"I'm Outta Love" is the debut single of American singer Anastacia. Written by Anastacia, Sam Watters, and Louis Biancaniello and produced by the latter two, it was released on February 29, 2000, as the lead single from her debut album, Not That Kind (2000). The song became a major hit in Europe and Australia, reaching number one in Wallonia, Australia and New Zealand; it was the most successful song of 2000 in the latter two regions. It additionally reached the top five in several others, including France, Ireland, Italy, the Netherlands, and Switzerland.

Some items:
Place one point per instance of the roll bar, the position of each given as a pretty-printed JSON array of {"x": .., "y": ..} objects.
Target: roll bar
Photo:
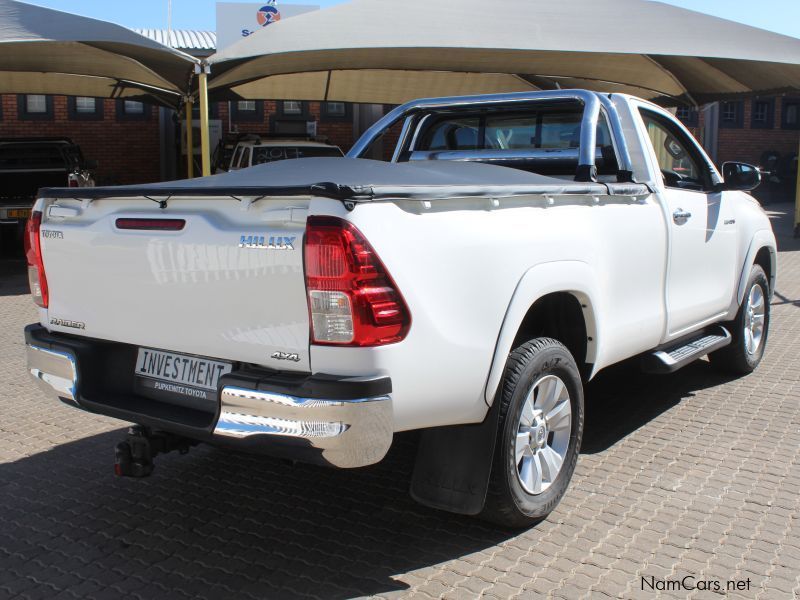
[{"x": 592, "y": 102}]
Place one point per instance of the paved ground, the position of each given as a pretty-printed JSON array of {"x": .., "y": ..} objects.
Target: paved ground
[{"x": 685, "y": 475}]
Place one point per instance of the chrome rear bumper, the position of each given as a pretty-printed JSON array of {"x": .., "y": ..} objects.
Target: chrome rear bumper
[
  {"x": 53, "y": 371},
  {"x": 349, "y": 433},
  {"x": 346, "y": 433}
]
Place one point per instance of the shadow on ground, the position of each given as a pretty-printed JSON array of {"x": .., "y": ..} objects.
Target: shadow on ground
[{"x": 260, "y": 526}]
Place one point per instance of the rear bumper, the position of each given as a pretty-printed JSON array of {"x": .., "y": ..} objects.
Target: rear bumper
[{"x": 340, "y": 421}]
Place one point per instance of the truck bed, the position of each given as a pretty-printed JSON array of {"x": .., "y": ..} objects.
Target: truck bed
[{"x": 360, "y": 180}]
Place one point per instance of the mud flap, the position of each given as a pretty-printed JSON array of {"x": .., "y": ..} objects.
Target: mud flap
[{"x": 454, "y": 464}]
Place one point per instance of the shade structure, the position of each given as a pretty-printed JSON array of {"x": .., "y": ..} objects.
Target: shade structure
[
  {"x": 52, "y": 52},
  {"x": 384, "y": 51}
]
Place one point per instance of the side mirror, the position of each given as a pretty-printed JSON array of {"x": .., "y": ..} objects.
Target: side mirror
[{"x": 740, "y": 176}]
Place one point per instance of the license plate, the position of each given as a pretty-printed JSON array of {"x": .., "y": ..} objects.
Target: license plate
[{"x": 180, "y": 373}]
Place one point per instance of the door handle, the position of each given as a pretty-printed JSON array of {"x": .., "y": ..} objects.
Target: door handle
[{"x": 680, "y": 216}]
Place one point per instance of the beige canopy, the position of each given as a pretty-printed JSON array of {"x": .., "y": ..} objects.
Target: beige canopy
[
  {"x": 385, "y": 51},
  {"x": 52, "y": 52}
]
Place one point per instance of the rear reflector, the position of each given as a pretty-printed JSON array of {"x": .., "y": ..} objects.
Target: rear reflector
[
  {"x": 151, "y": 224},
  {"x": 33, "y": 254},
  {"x": 352, "y": 299}
]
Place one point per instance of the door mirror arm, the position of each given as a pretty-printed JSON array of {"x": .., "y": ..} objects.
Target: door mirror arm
[{"x": 738, "y": 176}]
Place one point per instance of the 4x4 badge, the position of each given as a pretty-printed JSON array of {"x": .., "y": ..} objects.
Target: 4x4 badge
[{"x": 267, "y": 243}]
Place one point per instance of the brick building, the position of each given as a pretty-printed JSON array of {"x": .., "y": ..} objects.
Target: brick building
[
  {"x": 134, "y": 142},
  {"x": 761, "y": 130}
]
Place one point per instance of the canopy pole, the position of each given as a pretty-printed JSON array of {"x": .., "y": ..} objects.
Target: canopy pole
[
  {"x": 187, "y": 109},
  {"x": 797, "y": 201},
  {"x": 205, "y": 145}
]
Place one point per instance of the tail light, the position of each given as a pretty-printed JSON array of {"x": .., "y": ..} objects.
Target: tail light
[
  {"x": 352, "y": 299},
  {"x": 33, "y": 253}
]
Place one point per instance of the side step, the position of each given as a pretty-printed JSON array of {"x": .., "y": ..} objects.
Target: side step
[{"x": 679, "y": 354}]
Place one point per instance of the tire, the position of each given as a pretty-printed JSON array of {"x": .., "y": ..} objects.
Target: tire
[
  {"x": 542, "y": 366},
  {"x": 744, "y": 354}
]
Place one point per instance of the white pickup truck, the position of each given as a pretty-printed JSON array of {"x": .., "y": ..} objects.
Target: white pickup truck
[{"x": 514, "y": 246}]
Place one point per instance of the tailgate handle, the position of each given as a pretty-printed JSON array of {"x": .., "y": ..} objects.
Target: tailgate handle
[
  {"x": 63, "y": 212},
  {"x": 286, "y": 215}
]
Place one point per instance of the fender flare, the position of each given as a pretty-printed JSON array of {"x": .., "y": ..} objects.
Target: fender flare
[
  {"x": 763, "y": 238},
  {"x": 573, "y": 277}
]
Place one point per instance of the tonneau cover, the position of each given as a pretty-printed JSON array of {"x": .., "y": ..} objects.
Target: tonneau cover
[{"x": 352, "y": 179}]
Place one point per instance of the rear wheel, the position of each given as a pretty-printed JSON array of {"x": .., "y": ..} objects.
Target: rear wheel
[
  {"x": 749, "y": 329},
  {"x": 539, "y": 434}
]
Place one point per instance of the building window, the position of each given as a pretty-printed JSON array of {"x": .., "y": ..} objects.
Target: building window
[
  {"x": 133, "y": 110},
  {"x": 688, "y": 115},
  {"x": 293, "y": 109},
  {"x": 35, "y": 107},
  {"x": 731, "y": 114},
  {"x": 335, "y": 111},
  {"x": 791, "y": 113},
  {"x": 763, "y": 114},
  {"x": 83, "y": 108},
  {"x": 247, "y": 110}
]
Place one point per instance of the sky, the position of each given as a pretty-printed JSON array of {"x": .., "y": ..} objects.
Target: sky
[{"x": 782, "y": 16}]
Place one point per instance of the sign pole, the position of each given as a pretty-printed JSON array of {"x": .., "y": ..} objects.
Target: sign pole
[
  {"x": 187, "y": 107},
  {"x": 205, "y": 146}
]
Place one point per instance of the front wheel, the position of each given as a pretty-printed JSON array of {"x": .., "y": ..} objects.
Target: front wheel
[
  {"x": 539, "y": 433},
  {"x": 749, "y": 329}
]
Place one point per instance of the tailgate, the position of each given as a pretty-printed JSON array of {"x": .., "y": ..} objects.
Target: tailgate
[{"x": 228, "y": 285}]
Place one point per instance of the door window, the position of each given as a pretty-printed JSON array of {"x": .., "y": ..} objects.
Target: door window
[{"x": 678, "y": 157}]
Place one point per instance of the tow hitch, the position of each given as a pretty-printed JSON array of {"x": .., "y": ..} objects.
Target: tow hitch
[{"x": 134, "y": 455}]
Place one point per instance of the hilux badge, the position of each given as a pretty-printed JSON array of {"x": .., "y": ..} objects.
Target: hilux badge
[{"x": 261, "y": 242}]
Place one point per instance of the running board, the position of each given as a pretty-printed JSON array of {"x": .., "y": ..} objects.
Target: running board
[{"x": 673, "y": 357}]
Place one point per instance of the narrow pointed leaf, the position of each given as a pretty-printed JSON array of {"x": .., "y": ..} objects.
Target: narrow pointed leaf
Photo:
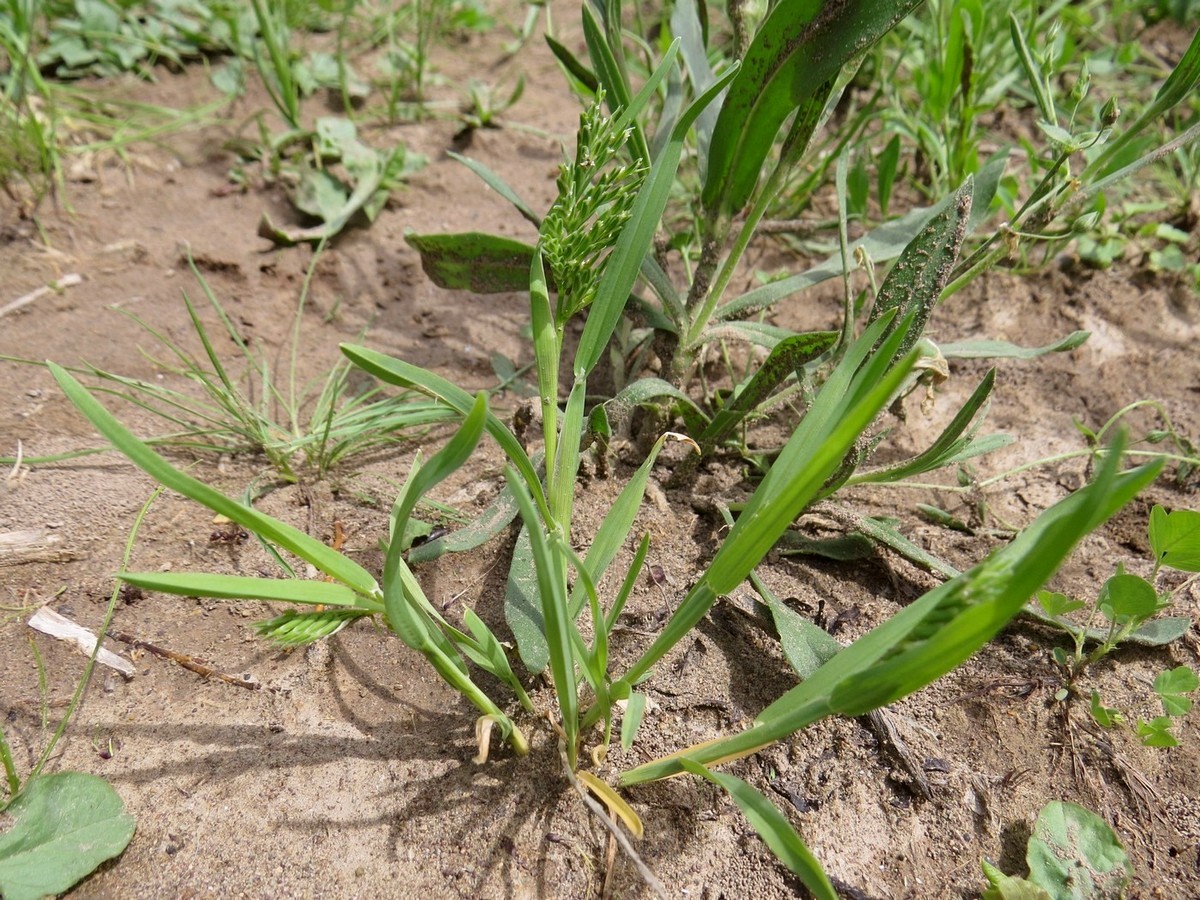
[
  {"x": 849, "y": 401},
  {"x": 915, "y": 282},
  {"x": 774, "y": 829},
  {"x": 936, "y": 633},
  {"x": 394, "y": 371},
  {"x": 480, "y": 263},
  {"x": 625, "y": 261},
  {"x": 240, "y": 587},
  {"x": 271, "y": 529},
  {"x": 799, "y": 47}
]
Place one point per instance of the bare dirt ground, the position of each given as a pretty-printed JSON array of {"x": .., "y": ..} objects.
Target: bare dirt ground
[{"x": 349, "y": 773}]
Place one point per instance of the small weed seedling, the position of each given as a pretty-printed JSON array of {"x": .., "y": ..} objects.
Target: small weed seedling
[
  {"x": 1072, "y": 855},
  {"x": 67, "y": 823},
  {"x": 1125, "y": 610}
]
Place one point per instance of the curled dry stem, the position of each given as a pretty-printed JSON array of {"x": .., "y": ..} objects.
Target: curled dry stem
[{"x": 622, "y": 839}]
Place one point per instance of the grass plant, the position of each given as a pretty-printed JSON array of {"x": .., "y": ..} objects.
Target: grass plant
[
  {"x": 303, "y": 430},
  {"x": 597, "y": 240},
  {"x": 747, "y": 123}
]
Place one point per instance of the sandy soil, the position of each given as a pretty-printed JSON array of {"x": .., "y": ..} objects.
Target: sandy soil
[{"x": 349, "y": 773}]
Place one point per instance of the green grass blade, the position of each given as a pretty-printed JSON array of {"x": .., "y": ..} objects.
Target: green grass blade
[
  {"x": 611, "y": 76},
  {"x": 271, "y": 529},
  {"x": 1179, "y": 85},
  {"x": 567, "y": 466},
  {"x": 240, "y": 587},
  {"x": 685, "y": 23},
  {"x": 849, "y": 401},
  {"x": 952, "y": 442},
  {"x": 575, "y": 69},
  {"x": 933, "y": 635},
  {"x": 394, "y": 371},
  {"x": 799, "y": 47},
  {"x": 617, "y": 525},
  {"x": 627, "y": 587},
  {"x": 1003, "y": 349},
  {"x": 774, "y": 829},
  {"x": 787, "y": 355},
  {"x": 441, "y": 466},
  {"x": 522, "y": 606},
  {"x": 625, "y": 262},
  {"x": 551, "y": 574},
  {"x": 498, "y": 515},
  {"x": 475, "y": 262}
]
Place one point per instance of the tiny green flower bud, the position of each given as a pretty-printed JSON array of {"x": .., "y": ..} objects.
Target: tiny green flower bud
[{"x": 1110, "y": 113}]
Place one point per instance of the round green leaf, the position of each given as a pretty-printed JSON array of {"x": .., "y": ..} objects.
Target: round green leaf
[{"x": 64, "y": 827}]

TASK DIRECTIONS
Continue the text about the song "I'm Outta Love" from the point where it stops.

ANSWER TO THIS PROBLEM
Background and recording
Following a short-living dancing career on television shows such as MTV's Club MTV and work as a backup dancer in music videos, including rap group Salt-N-Pepa's clip for "Get Up Everybody (Get Up)", in 1993, Anastacia relocated from New York to Los Angeles in hopes of launching a singing career. Soon after, she signed a production deal with Cece Peniston manager O.G. Pearce, but failed to arrange a recording contract. In 1997, Anastacia met San Diego-based music executive Lisa Braudé, who signed her with Braudé Management and encouraged her to join MTV's The Cut, a talent series for unsigned acts, the following year. Her appearance on the show led to a meeting with Epic Records A&R executive David Massey who offered a recording contract with his own label Daylight, a custom label of Sony Music Entertainment's Epic company, in March 1999.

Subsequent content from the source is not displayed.